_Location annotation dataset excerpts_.
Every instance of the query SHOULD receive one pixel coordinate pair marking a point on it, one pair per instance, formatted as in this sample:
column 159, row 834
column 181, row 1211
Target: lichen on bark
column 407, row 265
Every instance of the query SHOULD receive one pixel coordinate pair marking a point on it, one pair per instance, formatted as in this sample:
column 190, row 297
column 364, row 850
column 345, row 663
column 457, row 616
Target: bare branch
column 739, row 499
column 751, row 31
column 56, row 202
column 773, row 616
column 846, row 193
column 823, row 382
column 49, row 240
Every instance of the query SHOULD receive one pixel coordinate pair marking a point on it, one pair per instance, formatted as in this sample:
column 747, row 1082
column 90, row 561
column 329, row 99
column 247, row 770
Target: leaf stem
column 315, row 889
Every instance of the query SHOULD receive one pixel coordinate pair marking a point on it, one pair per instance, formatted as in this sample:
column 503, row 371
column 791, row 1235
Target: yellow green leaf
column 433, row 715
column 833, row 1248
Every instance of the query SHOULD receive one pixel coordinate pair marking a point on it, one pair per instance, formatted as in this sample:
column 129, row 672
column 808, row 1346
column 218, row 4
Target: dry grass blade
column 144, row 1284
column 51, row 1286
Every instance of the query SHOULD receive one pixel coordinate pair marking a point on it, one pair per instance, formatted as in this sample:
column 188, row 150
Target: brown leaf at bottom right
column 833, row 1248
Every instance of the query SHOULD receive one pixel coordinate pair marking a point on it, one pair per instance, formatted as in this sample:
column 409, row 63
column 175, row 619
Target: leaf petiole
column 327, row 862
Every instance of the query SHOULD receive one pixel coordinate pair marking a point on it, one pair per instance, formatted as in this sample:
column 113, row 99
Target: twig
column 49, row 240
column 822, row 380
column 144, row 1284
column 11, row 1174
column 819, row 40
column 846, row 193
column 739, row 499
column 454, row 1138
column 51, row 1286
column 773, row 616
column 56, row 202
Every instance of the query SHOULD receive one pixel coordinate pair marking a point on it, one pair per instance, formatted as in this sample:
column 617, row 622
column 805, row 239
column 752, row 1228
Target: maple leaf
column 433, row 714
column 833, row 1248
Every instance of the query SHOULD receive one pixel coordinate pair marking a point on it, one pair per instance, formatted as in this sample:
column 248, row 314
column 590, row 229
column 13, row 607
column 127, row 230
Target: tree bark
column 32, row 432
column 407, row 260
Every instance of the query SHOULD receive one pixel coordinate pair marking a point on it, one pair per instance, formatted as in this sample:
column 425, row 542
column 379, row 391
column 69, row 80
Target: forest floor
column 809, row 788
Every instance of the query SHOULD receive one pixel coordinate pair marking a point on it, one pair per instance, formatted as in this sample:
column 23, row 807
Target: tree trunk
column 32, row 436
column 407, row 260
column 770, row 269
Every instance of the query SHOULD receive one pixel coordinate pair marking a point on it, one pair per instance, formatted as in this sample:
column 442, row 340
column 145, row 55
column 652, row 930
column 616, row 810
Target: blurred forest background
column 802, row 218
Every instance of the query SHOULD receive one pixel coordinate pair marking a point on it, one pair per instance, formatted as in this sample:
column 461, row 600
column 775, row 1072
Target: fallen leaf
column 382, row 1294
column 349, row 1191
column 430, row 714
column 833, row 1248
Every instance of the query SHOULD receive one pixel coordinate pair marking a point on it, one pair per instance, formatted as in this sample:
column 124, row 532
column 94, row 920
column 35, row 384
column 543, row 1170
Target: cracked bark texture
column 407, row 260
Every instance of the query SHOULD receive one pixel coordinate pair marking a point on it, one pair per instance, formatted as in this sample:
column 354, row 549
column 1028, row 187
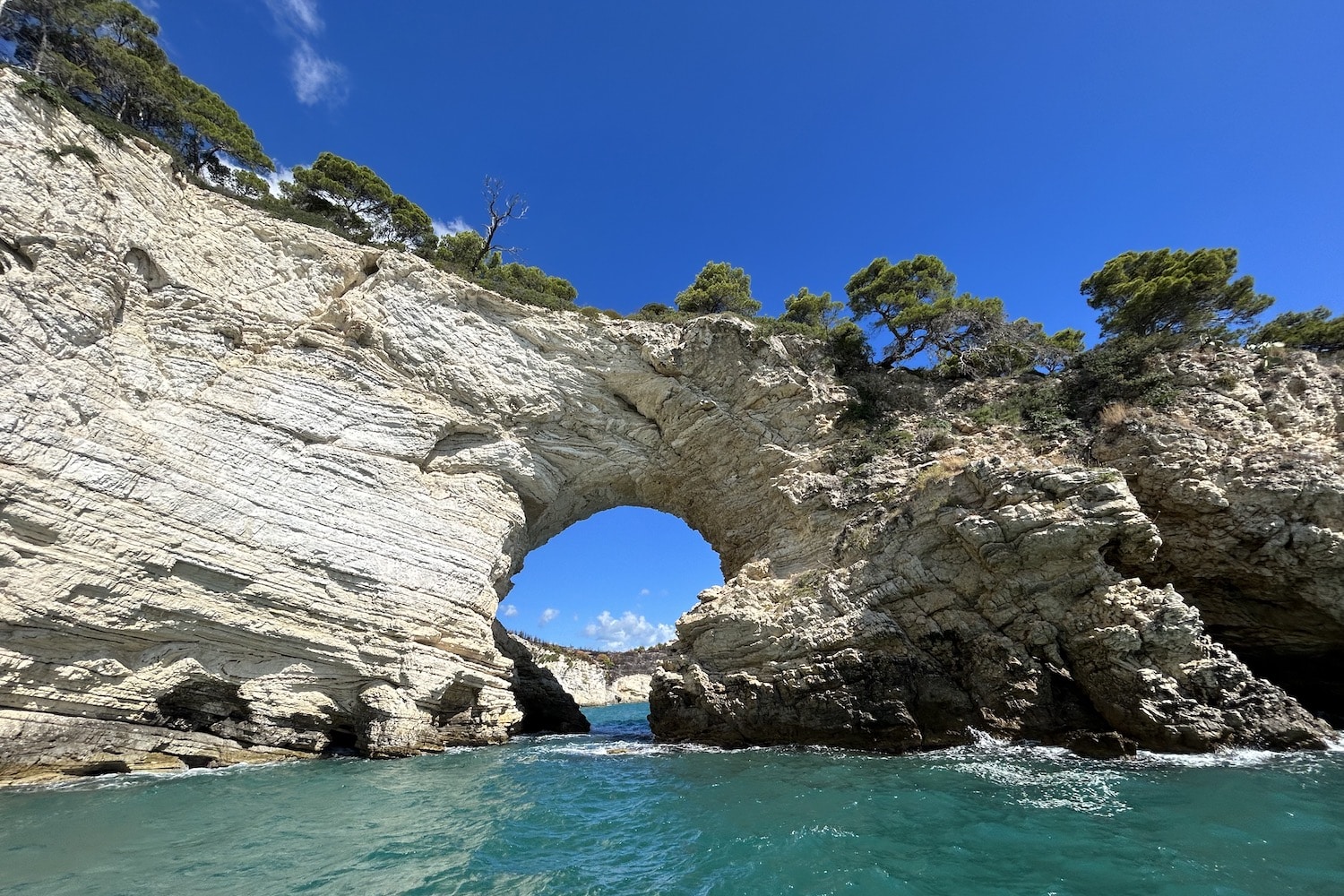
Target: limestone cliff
column 261, row 490
column 585, row 680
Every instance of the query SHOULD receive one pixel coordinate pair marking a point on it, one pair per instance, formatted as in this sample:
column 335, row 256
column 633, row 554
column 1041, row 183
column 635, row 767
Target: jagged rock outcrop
column 261, row 490
column 1245, row 476
column 978, row 599
column 542, row 697
column 585, row 681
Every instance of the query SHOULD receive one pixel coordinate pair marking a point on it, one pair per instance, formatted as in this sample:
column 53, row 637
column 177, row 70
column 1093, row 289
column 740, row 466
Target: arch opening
column 586, row 618
column 612, row 582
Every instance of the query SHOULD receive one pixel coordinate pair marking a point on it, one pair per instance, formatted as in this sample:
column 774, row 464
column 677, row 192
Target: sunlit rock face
column 1245, row 476
column 261, row 490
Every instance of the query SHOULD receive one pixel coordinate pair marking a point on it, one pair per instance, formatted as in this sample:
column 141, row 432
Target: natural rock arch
column 263, row 490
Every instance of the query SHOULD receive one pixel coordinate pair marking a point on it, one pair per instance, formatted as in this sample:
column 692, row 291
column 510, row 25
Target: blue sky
column 1021, row 142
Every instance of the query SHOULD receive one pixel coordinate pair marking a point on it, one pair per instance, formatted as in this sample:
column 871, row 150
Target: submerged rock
column 263, row 490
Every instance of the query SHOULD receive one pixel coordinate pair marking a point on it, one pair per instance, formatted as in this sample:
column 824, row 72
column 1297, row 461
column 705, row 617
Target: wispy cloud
column 298, row 13
column 314, row 77
column 628, row 632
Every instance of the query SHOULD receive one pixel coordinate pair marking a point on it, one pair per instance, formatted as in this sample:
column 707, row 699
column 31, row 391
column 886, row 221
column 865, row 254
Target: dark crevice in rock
column 19, row 255
column 371, row 266
column 202, row 704
column 1314, row 680
column 546, row 705
column 144, row 266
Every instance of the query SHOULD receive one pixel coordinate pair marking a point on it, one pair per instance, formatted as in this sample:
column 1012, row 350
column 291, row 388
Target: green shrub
column 1126, row 368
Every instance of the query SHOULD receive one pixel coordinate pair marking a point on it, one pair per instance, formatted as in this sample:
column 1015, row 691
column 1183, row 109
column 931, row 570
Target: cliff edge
column 263, row 489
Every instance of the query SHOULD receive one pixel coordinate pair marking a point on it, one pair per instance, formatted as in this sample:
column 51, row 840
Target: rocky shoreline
column 263, row 489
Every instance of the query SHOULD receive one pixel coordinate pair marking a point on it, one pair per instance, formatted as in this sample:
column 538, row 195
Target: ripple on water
column 612, row 812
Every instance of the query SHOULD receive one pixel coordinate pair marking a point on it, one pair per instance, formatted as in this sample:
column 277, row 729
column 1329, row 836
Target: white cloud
column 452, row 228
column 300, row 15
column 628, row 632
column 316, row 78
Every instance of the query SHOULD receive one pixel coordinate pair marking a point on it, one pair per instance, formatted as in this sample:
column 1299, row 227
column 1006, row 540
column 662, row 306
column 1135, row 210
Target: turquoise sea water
column 613, row 813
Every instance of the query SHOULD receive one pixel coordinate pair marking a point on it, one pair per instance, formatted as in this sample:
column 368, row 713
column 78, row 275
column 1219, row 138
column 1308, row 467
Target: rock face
column 1245, row 476
column 261, row 490
column 586, row 683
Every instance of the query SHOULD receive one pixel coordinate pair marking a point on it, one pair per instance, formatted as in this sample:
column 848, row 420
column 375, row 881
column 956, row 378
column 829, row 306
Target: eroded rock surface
column 263, row 489
column 1245, row 476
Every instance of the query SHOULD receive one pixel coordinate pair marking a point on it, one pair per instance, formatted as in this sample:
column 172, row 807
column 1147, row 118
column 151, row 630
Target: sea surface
column 615, row 813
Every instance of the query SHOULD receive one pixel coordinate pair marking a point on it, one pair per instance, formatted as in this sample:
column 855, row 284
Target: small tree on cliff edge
column 918, row 304
column 717, row 289
column 1167, row 292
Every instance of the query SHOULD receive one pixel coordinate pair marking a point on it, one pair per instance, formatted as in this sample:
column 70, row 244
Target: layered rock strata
column 1245, row 476
column 261, row 490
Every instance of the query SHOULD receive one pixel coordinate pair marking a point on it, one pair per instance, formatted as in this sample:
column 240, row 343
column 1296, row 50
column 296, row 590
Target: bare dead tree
column 502, row 210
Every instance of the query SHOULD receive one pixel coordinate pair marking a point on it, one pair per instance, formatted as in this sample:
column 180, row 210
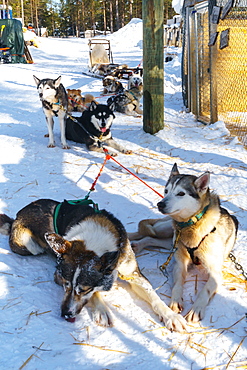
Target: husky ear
column 109, row 261
column 57, row 82
column 92, row 106
column 57, row 243
column 174, row 171
column 111, row 106
column 36, row 79
column 202, row 183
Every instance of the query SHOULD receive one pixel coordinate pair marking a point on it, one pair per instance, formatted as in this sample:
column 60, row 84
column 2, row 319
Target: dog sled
column 101, row 62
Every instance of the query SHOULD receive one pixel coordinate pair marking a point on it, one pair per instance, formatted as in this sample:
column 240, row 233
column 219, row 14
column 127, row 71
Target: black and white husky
column 93, row 128
column 54, row 101
column 204, row 232
column 92, row 250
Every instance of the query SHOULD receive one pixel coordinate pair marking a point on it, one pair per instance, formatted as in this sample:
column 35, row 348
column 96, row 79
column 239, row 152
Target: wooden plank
column 153, row 65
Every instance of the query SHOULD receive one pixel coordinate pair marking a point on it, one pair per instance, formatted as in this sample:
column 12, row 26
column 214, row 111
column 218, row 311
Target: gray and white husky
column 204, row 232
column 54, row 101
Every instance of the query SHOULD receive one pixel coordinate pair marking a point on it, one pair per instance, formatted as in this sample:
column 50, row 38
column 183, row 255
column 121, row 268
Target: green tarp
column 11, row 35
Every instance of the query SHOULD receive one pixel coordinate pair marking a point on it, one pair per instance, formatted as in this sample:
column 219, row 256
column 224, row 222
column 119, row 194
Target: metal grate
column 215, row 77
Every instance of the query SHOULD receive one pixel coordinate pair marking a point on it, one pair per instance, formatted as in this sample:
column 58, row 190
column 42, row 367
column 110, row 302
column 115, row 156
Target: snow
column 33, row 335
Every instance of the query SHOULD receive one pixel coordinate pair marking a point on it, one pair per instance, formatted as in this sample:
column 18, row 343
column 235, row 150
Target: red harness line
column 108, row 156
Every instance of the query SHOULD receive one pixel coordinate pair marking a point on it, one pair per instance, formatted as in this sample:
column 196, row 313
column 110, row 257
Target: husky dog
column 128, row 101
column 111, row 85
column 92, row 250
column 205, row 234
column 77, row 102
column 55, row 103
column 93, row 128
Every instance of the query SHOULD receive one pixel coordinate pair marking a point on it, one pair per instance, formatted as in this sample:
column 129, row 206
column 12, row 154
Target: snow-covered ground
column 33, row 335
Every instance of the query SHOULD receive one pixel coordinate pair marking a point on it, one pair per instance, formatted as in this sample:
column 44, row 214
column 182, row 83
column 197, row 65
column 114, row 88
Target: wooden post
column 153, row 65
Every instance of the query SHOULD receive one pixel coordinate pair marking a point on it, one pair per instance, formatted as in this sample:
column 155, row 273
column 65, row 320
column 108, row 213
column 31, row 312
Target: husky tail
column 5, row 224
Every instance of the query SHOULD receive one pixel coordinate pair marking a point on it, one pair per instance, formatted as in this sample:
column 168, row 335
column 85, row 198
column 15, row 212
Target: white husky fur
column 55, row 103
column 204, row 232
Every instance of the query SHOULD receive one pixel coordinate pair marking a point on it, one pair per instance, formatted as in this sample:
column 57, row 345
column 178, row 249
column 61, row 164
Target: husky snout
column 72, row 306
column 162, row 206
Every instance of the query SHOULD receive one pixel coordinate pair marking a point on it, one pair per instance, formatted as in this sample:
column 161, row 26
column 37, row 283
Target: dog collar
column 193, row 219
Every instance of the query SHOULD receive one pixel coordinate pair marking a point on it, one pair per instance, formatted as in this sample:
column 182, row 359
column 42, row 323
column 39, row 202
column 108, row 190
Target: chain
column 237, row 265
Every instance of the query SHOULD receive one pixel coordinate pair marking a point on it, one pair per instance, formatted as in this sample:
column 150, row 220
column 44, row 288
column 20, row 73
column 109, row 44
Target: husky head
column 185, row 195
column 81, row 272
column 135, row 81
column 101, row 116
column 47, row 88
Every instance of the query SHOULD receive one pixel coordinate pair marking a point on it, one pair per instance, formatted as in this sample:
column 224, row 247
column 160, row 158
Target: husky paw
column 195, row 314
column 137, row 248
column 176, row 306
column 126, row 151
column 102, row 317
column 175, row 322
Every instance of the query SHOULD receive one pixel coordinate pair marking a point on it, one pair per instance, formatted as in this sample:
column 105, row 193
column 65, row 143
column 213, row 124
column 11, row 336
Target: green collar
column 193, row 219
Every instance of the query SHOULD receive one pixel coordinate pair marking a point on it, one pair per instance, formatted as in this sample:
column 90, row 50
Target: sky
column 33, row 335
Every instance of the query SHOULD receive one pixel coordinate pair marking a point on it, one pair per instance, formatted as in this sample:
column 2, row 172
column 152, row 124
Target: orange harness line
column 108, row 156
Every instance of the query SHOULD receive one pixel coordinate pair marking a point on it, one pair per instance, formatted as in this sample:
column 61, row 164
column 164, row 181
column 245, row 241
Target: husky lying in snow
column 92, row 249
column 206, row 234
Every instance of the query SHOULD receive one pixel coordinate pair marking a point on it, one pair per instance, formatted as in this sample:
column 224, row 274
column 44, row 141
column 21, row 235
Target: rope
column 100, row 171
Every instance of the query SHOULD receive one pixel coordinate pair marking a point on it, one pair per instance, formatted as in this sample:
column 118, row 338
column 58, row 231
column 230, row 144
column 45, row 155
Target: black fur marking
column 79, row 134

_Work to do_. Replace "lichen" with "moss" in the stretch from the start of the entries through the line containing "column 407, row 265". Give that stretch back with nothing else changed.

_Result of the exercise_.
Every instance of the query SHOULD receive one pixel coordinate pair marking a point on it, one pair per instance, formatted as in this sample:
column 159, row 834
column 181, row 1211
Target: moss on bark
column 407, row 265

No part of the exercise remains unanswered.